AIM: Reproduce the records below exactly, leaving out any pictures.

WORKING DATA:
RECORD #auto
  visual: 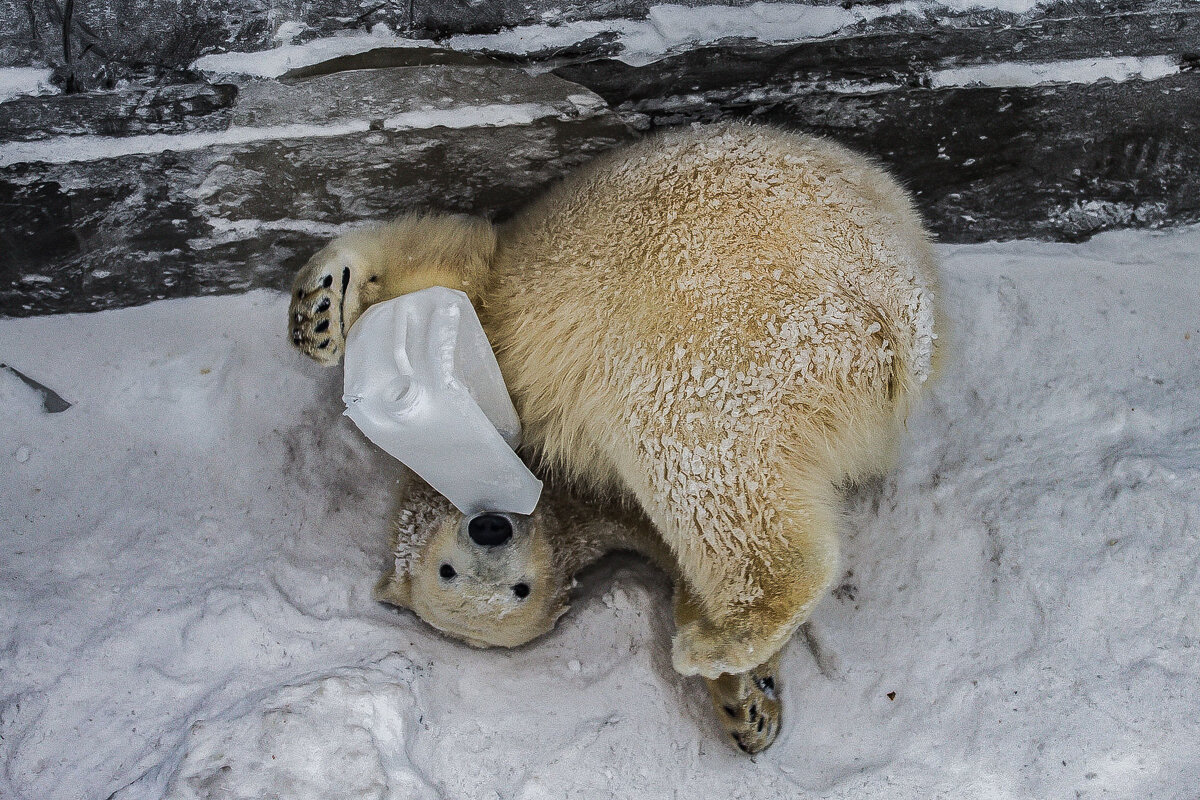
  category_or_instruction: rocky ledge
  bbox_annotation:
[0,0,1200,315]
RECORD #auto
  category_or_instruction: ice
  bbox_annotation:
[343,287,541,515]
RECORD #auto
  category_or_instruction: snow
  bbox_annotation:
[192,24,434,78]
[0,67,59,103]
[0,228,1200,800]
[192,0,1042,78]
[0,102,585,167]
[929,55,1180,89]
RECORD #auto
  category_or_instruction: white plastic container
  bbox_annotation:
[342,287,541,516]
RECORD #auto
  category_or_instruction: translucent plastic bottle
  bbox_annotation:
[342,287,541,516]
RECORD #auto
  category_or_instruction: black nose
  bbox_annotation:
[467,513,512,547]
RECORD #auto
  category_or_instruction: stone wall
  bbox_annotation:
[0,0,1200,315]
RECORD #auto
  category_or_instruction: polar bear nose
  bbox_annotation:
[467,513,512,547]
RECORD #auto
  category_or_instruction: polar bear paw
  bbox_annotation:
[288,248,359,367]
[708,656,782,756]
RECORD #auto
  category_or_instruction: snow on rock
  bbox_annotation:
[0,228,1200,800]
[0,67,59,103]
[164,670,437,800]
[192,24,434,78]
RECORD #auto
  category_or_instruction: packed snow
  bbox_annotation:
[0,67,59,103]
[0,99,602,167]
[929,55,1180,89]
[184,0,1042,78]
[0,228,1200,800]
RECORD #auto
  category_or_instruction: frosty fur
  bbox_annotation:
[374,479,782,753]
[290,124,936,679]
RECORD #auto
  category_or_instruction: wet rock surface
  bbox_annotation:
[0,0,1200,315]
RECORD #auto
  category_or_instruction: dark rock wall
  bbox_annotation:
[0,0,1200,315]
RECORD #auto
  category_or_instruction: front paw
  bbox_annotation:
[288,248,358,367]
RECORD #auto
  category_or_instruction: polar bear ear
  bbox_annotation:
[371,570,413,608]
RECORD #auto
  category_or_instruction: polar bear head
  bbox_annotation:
[374,486,574,648]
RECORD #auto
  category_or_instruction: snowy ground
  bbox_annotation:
[0,228,1200,800]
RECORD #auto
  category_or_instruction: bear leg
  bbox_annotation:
[676,584,784,756]
[288,215,496,367]
[672,480,838,679]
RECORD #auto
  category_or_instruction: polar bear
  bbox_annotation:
[289,124,940,724]
[374,479,782,754]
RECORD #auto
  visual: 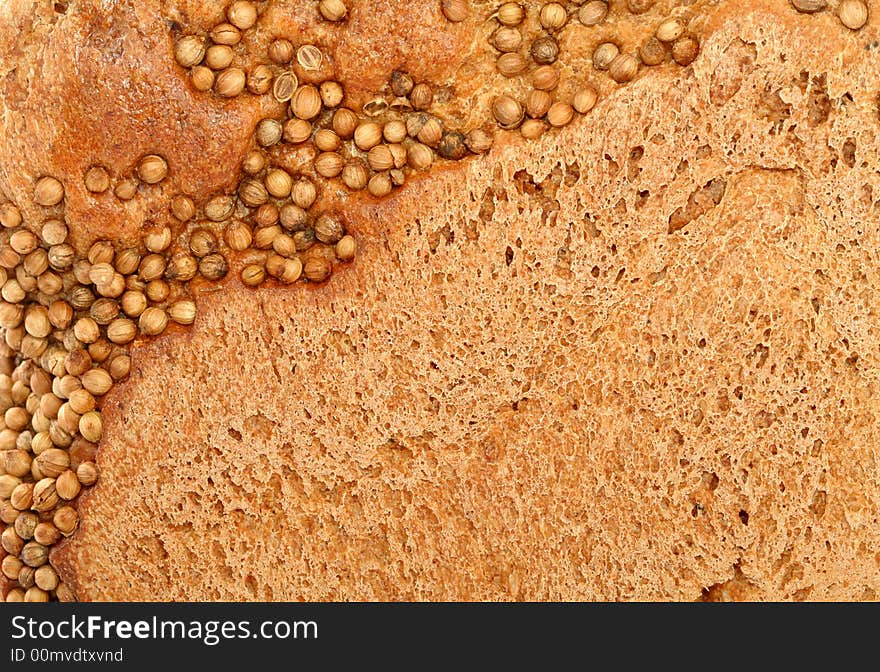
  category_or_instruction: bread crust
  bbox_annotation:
[0,0,880,600]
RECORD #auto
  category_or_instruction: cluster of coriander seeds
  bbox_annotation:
[791,0,868,30]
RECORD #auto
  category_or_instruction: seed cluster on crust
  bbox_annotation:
[0,0,869,602]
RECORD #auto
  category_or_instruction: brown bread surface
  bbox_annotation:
[0,0,880,600]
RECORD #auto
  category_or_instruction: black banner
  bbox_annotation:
[0,603,877,670]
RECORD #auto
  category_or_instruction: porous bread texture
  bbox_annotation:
[6,0,880,600]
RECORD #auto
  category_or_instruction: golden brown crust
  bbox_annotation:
[0,0,880,600]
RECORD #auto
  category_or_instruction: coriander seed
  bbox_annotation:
[578,0,608,26]
[654,18,684,42]
[672,36,700,65]
[199,254,229,280]
[296,44,324,71]
[492,95,523,129]
[367,173,393,198]
[226,0,257,30]
[532,65,559,91]
[34,175,64,207]
[332,107,358,140]
[303,257,333,282]
[205,44,235,70]
[290,84,322,121]
[497,2,525,26]
[247,63,272,96]
[342,158,373,191]
[540,2,568,30]
[639,36,666,65]
[189,65,214,93]
[315,152,345,179]
[492,26,522,53]
[241,264,266,287]
[495,51,528,77]
[174,35,205,68]
[593,42,620,70]
[572,86,599,114]
[210,23,241,47]
[83,166,110,194]
[318,0,348,22]
[214,68,245,98]
[529,35,559,65]
[269,38,293,65]
[137,154,168,184]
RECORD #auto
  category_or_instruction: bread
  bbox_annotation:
[0,0,880,600]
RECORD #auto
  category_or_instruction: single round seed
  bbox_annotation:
[20,540,49,568]
[254,119,284,147]
[654,18,684,42]
[335,236,357,261]
[83,166,110,194]
[241,264,266,287]
[109,355,131,380]
[199,254,229,280]
[272,71,299,103]
[572,86,599,114]
[138,307,168,336]
[608,54,639,84]
[318,0,348,22]
[296,44,324,71]
[214,68,246,98]
[168,299,196,325]
[303,257,333,282]
[672,37,700,65]
[241,150,266,175]
[226,0,257,30]
[332,107,358,140]
[237,178,269,207]
[417,117,443,147]
[34,565,59,601]
[497,2,525,26]
[315,152,345,178]
[836,0,868,28]
[79,411,104,443]
[189,65,214,93]
[137,154,168,184]
[210,23,241,46]
[367,173,393,198]
[76,462,98,486]
[34,175,64,207]
[495,52,528,77]
[434,131,467,161]
[492,95,523,129]
[205,195,235,222]
[532,65,559,91]
[492,26,522,53]
[547,101,574,128]
[55,469,82,501]
[113,178,138,201]
[578,0,608,26]
[31,478,58,511]
[593,42,620,70]
[290,84,322,121]
[540,2,568,30]
[529,35,559,65]
[107,318,138,345]
[269,38,293,65]
[639,36,666,65]
[174,35,205,68]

THE RESPONSE:
RECORD #auto
  visual: 
  category_or_instruction: rocky ledge
  bbox_annotation:
[0,0,1200,315]
RECORD #auto
  category_or_instruction: ice
  bbox_annotation:
[343,287,541,515]
RECORD #auto
  category_or_instruction: snow
  bbox_annotation:
[192,24,434,78]
[0,67,59,103]
[0,228,1200,800]
[192,0,1042,78]
[0,102,585,167]
[929,55,1180,89]
RECORD #auto
  category_or_instruction: white plastic container
  bbox_annotation:
[342,287,541,516]
RECORD #auto
  category_or_instruction: translucent plastic bottle
  bbox_annotation:
[342,287,541,516]
RECORD #auto
  category_or_instruction: black nose
  bbox_annotation:
[467,513,512,547]
RECORD #auto
  category_or_instruction: stone wall
  bbox_annotation:
[0,0,1200,315]
RECORD #auto
  category_or_instruction: polar bear nose
  bbox_annotation:
[467,513,512,547]
RECORD #auto
  category_or_instruction: polar bear paw
  bbox_annotation:
[288,248,359,367]
[708,656,782,756]
RECORD #auto
  category_or_instruction: snow on rock
  bbox_annotation:
[0,228,1200,800]
[0,67,59,103]
[164,670,437,800]
[192,24,434,78]
RECORD #auto
  category_or_instruction: packed snow
  bbox_annotation:
[0,67,59,103]
[0,99,602,167]
[929,55,1180,89]
[184,0,1042,78]
[0,228,1200,800]
RECORD #auto
  category_or_instruction: frosty fur
  bbox_annotation:
[374,479,782,753]
[290,124,936,679]
RECORD #auto
  category_or_instruction: wet rock surface
  bbox_annotation:
[0,0,1200,315]
RECORD #auto
  category_or_instruction: dark rock wall
  bbox_annotation:
[0,0,1200,315]
RECORD #auto
  category_or_instruction: front paw
  bbox_annotation:
[288,248,358,367]
RECORD #auto
  category_or_instruction: polar bear ear
  bbox_annotation:
[371,570,413,608]
RECORD #auto
  category_or_instruction: polar bear head
  bbox_annotation:
[374,486,574,648]
RECORD #auto
  category_or_instruction: snowy ground
  bbox_annotation:
[0,228,1200,800]
RECORD #auto
  category_or_instruction: bear leg
  bbox_annotation:
[676,584,784,756]
[288,215,496,367]
[672,480,838,679]
RECORD #auto
  category_or_instruction: polar bear
  bbox_annotation:
[289,124,940,724]
[374,479,782,754]
RECORD #auto
  visual: 
  category_or_instruction: bread crust
  bbox_annotation:
[0,0,880,600]
RECORD #auto
  category_or_instruction: cluster of coriander seeds
  bbox_annotation:
[791,0,868,30]
RECORD #auto
  category_or_instruction: seed cluster on crust
  bbox_annotation:
[0,0,869,602]
RECORD #auto
  category_or_instruction: brown bread surface
  bbox_annotation:
[0,0,880,600]
RECORD #auto
  category_or_instruction: black banner
  bbox_annotation:
[0,603,877,670]
RECORD #auto
  category_or_instruction: porous bread texture
  bbox_annotation:
[6,0,880,600]
RECORD #auto
  category_or_instruction: golden brown crust
  bbox_annotation:
[0,0,880,600]
RECORD #auto
  category_or_instruction: coriander seed
  bbox_annotation:
[578,0,608,26]
[654,18,684,42]
[672,36,700,65]
[199,254,229,280]
[296,44,324,71]
[492,95,523,129]
[367,173,393,198]
[226,0,257,30]
[532,65,559,91]
[34,175,64,207]
[332,107,358,140]
[303,257,333,282]
[205,44,235,70]
[290,84,322,121]
[497,2,525,26]
[247,63,272,96]
[342,158,373,191]
[540,2,568,30]
[639,36,666,65]
[189,65,214,93]
[315,152,345,179]
[492,26,522,53]
[241,264,266,287]
[495,51,528,77]
[174,35,205,68]
[593,42,620,70]
[572,86,599,114]
[210,23,241,47]
[83,166,110,194]
[318,0,348,22]
[214,68,245,98]
[529,35,559,65]
[269,38,293,65]
[137,154,168,184]
RECORD #auto
  category_or_instruction: bread
  bbox_annotation:
[0,0,880,600]
RECORD #auto
  category_or_instruction: single round seed
  bbox_annotation:
[20,540,49,568]
[254,119,284,147]
[654,18,684,42]
[335,236,357,261]
[83,166,110,194]
[241,264,266,287]
[109,355,131,380]
[199,254,229,280]
[272,71,299,103]
[572,86,599,114]
[138,307,168,336]
[608,54,639,84]
[318,0,348,22]
[296,44,324,71]
[214,68,246,98]
[168,299,196,325]
[303,257,333,282]
[672,37,700,65]
[241,150,266,175]
[226,0,257,30]
[332,107,358,140]
[237,178,269,207]
[417,117,443,147]
[34,565,59,601]
[497,2,525,26]
[315,152,345,178]
[836,0,868,28]
[79,411,104,443]
[189,65,214,93]
[137,154,168,184]
[210,23,241,46]
[367,173,393,198]
[76,462,98,486]
[34,175,64,207]
[495,52,528,77]
[434,131,467,161]
[492,95,523,129]
[205,195,235,222]
[532,65,559,91]
[492,26,522,53]
[547,101,574,128]
[55,469,82,501]
[113,178,138,201]
[578,0,608,26]
[31,478,58,511]
[593,42,620,70]
[290,84,322,121]
[540,2,568,30]
[529,35,559,65]
[107,318,138,345]
[269,38,293,65]
[639,36,666,65]
[174,35,205,68]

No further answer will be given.